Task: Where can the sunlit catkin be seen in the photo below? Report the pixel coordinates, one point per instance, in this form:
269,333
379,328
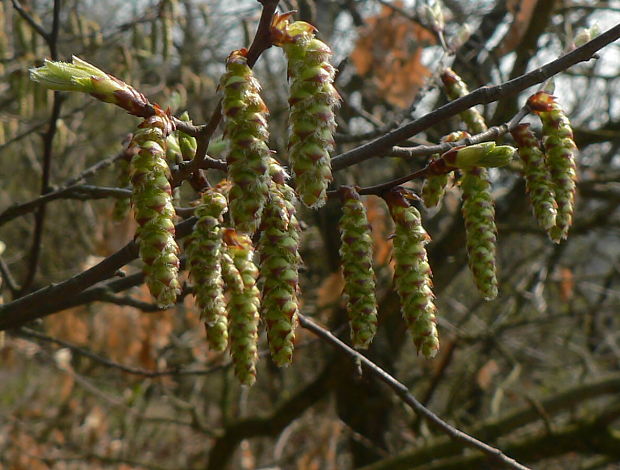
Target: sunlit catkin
537,178
153,210
245,127
203,251
312,99
560,150
479,214
243,307
359,277
478,209
412,275
279,265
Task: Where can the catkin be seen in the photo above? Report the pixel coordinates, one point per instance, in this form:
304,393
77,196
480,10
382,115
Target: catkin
479,214
359,277
312,99
455,88
478,209
153,210
245,127
537,178
560,150
203,251
412,274
243,307
279,266
434,186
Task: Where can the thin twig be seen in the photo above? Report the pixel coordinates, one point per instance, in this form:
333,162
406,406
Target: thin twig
482,95
48,139
402,391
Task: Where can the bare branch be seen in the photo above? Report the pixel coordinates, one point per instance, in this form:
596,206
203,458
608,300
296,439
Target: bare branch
482,95
401,390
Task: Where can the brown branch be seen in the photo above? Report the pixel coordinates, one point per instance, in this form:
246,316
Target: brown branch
270,425
261,42
48,138
401,390
482,95
51,299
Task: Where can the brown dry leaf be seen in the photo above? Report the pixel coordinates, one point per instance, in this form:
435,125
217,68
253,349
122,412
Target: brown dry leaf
567,284
485,375
330,290
389,50
522,11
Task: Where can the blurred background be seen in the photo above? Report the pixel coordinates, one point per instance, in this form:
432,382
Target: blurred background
115,383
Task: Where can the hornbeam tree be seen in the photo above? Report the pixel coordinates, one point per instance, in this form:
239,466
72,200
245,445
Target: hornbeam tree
373,234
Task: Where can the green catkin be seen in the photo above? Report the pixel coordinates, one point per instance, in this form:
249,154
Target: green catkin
122,205
412,274
245,127
479,214
243,307
478,209
279,266
359,277
203,250
560,151
153,210
187,143
537,178
312,100
434,186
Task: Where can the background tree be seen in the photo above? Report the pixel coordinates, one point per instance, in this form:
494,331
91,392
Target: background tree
95,374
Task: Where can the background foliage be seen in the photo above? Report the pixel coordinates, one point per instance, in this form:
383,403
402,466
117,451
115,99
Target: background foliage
115,383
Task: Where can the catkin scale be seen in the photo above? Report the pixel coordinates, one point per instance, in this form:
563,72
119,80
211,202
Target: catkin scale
537,178
412,274
153,210
279,265
479,214
560,151
478,208
312,98
204,249
245,126
243,306
359,278
434,186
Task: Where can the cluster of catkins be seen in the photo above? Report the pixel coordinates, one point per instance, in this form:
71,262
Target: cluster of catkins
551,177
235,287
478,207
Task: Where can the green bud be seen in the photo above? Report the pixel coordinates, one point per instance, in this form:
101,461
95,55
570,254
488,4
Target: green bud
312,98
456,88
412,274
537,177
479,214
83,77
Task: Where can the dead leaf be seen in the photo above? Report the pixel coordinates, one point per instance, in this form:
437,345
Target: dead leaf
389,51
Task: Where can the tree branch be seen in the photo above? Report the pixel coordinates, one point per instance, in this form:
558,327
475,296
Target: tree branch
401,390
482,95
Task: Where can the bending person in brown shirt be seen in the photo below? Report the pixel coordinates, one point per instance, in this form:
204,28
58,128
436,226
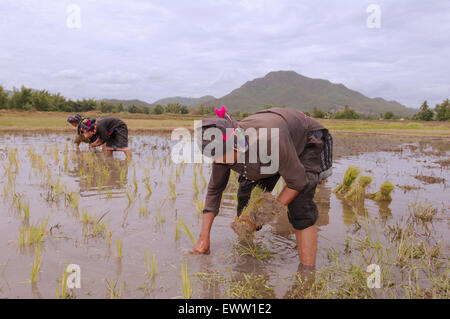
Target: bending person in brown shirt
300,141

▸ Directions:
Rewrite every line of the entries above as a numbered list, skipping blank lines and leaving the pictures out.

▸ Finished exercise:
1. Task: Where can the sunlit catkin be seen in the photo below? Report the pixel coordinates, one point per instance, in this form:
2. 269,333
3. 379,328
4. Target: sunlit catkin
5. 537,178
6. 153,210
7. 245,127
8. 203,251
9. 312,99
10. 560,150
11. 479,214
12. 243,307
13. 359,277
14. 478,209
15. 412,275
16. 279,265
17. Task: Where can the catkin be seen in the photo above? Report the pixel coordinates, one point per instance, in this form:
18. 304,393
19. 77,196
20. 480,10
21. 382,115
22. Target: catkin
23. 479,214
24. 359,277
25. 312,99
26. 455,88
27. 478,209
28. 153,210
29. 245,127
30. 537,178
31. 560,150
32. 203,251
33. 412,274
34. 243,307
35. 279,266
36. 434,186
37. Task: Where can the thin twig be seen in the photo above? Report the pixel coordinates, one point per instance, in this form:
38. 333,162
39. 406,406
40. Target: thin twig
41. 482,95
42. 48,139
43. 402,391
44. Task: Where can the bare branch be seen in the photo above? Report the pixel coordinates, one point per instance, in this form:
45. 596,206
46. 203,458
47. 608,300
48. 296,439
49. Target: bare branch
50. 482,95
51. 401,390
52. Task: Where can the brown branch be seen in the photo above? Report the pixel coordinates, one point per instance, in this form:
53. 246,316
54. Target: brown branch
55. 270,425
56. 261,42
57. 48,138
58. 401,390
59. 482,95
60. 51,299
61. Task: Where can the brown dry leaf be seen in the photo above? Report the pixel coordinates, one point per instance, in this form:
62. 435,125
63. 217,68
64. 253,349
65. 122,412
66. Target: brown dry leaf
67. 567,284
68. 485,375
69. 330,290
70. 389,50
71. 522,11
72. Task: Where can the blurred background be seen in the photo above? Report the pixel coordinates, one point per instance, in this form:
73. 432,382
74. Target: blurred background
75. 115,383
76. Task: Where can the hornbeam tree be seen in the photo above? Report the pixel coordinates, one point per instance, in this form:
77. 239,466
78. 72,200
79. 245,445
80. Target: hornbeam tree
81. 373,234
82. Task: Where can the green catkin be seen in the photo above? Report the pixel coordinates, one point per instance, in this form:
83. 249,154
84. Target: green catkin
85. 122,205
86. 412,274
87. 245,127
88. 479,214
89. 243,307
90. 478,209
91. 279,266
92. 359,277
93. 203,250
94. 560,151
95. 153,210
96. 187,143
97. 537,178
98. 312,100
99. 434,186
100. Task: Where can the background tree be seen in the photo above? Report the pixel coordinates, one point per instance, in this form:
101. 494,331
102. 91,392
103. Target: background tree
104. 95,374
105. Task: Where can the background foliage be seen in the photo above? Report the pixel coordinates, one point per instance, in this form:
106. 383,403
107. 402,466
108. 117,451
109. 115,99
110. Target: background foliage
111. 115,383
112. Task: Where can the catkin scale be seen in the photo above? Report the pixel coordinates, one point per instance, in this form:
113. 563,72
114. 119,80
115. 211,202
116. Target: catkin scale
117. 537,178
118. 412,274
119. 153,210
120. 279,265
121. 479,214
122. 560,151
123. 478,208
124. 312,98
125. 204,249
126. 245,126
127. 243,306
128. 359,278
129. 434,186
130. Task: Where can the cluster of catkins be seen in the photo above? Report the pixel coordinates, one point per instance, in this form:
131. 71,262
132. Target: cluster of catkins
133. 551,177
134. 235,287
135. 478,207
136. Task: Where can the green bud be seen in the photo above? Report the pixel coordinates, one point per instance, in this form:
137. 101,461
138. 95,55
139. 570,254
140. 488,4
141. Target: green bud
142. 312,98
143. 456,88
144. 412,274
145. 537,177
146. 479,214
147. 83,77
148. Task: Where can the dead leaf be seen in the photo above? Report the pixel coordinates, one point per instance, in this form:
149. 437,345
150. Target: dead leaf
151. 389,51
152. Task: Where can the tree branch be seen in the photo above? Report the pixel coordinates, one point per instance, in this form:
153. 558,327
154. 475,296
155. Target: tree branch
156. 401,390
157. 482,95
158. Task: Where can the bending person in brown shirt be seen in the photo below? Report the pixel coordinates, one point per instance, in this form:
159. 204,28
160. 58,128
161. 436,226
162. Target: bending person in brown shirt
163. 300,141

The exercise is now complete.